Pointing and labeling entries:
** BEGIN **

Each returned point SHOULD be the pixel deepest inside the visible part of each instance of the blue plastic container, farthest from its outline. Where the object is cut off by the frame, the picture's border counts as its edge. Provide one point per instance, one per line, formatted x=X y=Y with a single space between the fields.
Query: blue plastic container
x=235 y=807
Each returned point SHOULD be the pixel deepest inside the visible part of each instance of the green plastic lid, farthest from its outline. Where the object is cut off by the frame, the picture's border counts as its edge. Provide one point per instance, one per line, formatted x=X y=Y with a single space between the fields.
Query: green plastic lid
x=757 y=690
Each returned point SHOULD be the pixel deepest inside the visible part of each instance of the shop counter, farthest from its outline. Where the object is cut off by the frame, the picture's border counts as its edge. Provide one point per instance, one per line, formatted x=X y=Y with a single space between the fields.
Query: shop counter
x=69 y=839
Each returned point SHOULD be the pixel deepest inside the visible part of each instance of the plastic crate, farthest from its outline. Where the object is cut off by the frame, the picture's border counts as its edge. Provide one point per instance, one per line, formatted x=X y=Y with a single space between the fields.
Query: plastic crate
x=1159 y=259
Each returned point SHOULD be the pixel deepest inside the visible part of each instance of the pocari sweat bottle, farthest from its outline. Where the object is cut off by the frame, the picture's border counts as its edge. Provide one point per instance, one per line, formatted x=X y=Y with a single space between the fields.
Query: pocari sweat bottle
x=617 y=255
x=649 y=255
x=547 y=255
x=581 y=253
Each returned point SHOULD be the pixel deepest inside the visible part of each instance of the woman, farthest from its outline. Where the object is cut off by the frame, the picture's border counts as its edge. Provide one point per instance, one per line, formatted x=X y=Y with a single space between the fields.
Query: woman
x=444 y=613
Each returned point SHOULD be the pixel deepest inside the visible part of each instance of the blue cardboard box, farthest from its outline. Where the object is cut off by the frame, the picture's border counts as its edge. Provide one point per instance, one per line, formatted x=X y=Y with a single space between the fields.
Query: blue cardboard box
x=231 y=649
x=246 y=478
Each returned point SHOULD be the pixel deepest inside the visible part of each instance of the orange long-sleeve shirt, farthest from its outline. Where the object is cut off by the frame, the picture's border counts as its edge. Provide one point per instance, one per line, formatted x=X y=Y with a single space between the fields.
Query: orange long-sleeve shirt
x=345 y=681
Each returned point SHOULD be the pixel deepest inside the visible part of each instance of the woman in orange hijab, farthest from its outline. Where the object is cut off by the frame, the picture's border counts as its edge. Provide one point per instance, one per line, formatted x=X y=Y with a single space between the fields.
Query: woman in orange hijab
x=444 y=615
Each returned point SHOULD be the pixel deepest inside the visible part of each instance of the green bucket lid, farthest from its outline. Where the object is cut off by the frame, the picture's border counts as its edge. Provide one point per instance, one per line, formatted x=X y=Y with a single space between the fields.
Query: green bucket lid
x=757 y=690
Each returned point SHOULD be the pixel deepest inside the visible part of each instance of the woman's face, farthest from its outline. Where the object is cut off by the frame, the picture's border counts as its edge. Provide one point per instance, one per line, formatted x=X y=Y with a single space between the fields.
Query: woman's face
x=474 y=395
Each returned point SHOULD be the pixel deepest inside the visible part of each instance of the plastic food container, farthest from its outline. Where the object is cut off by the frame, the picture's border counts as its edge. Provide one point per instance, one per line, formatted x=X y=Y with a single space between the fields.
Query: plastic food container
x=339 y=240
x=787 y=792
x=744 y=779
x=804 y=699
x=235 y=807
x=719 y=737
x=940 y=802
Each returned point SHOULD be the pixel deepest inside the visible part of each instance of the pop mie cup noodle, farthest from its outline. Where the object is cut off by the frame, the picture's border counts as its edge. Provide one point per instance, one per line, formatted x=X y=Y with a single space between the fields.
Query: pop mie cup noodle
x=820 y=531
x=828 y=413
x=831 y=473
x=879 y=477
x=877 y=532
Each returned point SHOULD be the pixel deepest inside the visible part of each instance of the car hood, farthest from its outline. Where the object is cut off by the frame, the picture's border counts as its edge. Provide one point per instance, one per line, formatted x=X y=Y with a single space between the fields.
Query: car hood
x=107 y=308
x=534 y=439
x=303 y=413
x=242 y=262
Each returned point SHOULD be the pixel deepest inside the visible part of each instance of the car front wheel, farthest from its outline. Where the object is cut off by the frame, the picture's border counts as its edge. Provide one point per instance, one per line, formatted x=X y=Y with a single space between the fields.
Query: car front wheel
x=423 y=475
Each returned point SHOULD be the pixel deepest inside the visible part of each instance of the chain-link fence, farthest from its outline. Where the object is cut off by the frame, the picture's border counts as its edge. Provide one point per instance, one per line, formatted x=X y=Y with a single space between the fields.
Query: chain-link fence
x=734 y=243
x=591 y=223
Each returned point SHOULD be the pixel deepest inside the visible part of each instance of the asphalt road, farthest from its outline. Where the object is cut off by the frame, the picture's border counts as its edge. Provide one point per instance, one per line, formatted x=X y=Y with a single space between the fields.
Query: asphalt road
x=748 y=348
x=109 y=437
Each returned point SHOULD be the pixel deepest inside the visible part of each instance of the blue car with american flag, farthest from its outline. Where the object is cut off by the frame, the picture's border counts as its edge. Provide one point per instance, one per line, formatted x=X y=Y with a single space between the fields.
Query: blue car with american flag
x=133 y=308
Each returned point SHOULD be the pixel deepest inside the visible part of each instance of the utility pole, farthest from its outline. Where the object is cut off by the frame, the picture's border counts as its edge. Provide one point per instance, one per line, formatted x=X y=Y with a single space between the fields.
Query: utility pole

** END **

WHAT IS ASKED: Rescale the stretch of data from the line containing "of the chain-link" through the end of the data, both ends included, restating every line with its request and multiplying each x and y coordinate in the answers by 2.6, rounded to the nearest whole number with halves rounded up. Return only those lines.

REPLY TO THE TASK:
Each returned point SHOULD be the pixel deepest inside the visible part of each instance of the chain-link fence, farthest from its outline. Where the object is cut off by the frame, the picture's border counts as its edge. Provide one point per instance, one per line, formatted x=X y=Y with a single space between the fields.
Query: chain-link fence
x=1908 y=632
x=1537 y=580
Each returned point SHOULD be the pixel deepest inside the visible part of each instance of the asphalt road, farthest from its outline. Where the object is cut off by the frame, the picture's border counts as its edge. Provide one point per instance, one per line, formatted x=X y=Y with a single space between the fields.
Query: asphalt road
x=1945 y=905
x=283 y=1136
Each returned point SHOULD be the pixel deepest inside the visible part of each instance of the blue car with american flag, farthest from its outline. Where the object is cut off by the frame, the picture's border counts as its edge. Provide one point per instance, one per line, formatted x=X y=Y with a single space between the fields.
Query: blue car with american flag
x=346 y=801
Each returned point SHOULD be the pixel deepest inside the visible part of each instance of the utility pole, farthest from its outline. Where the object is cut off by the frame, the picture's border counts as its edge. Provide one point per instance, one per line, formatted x=X y=Y with a single space between the fields.
Query: utility pole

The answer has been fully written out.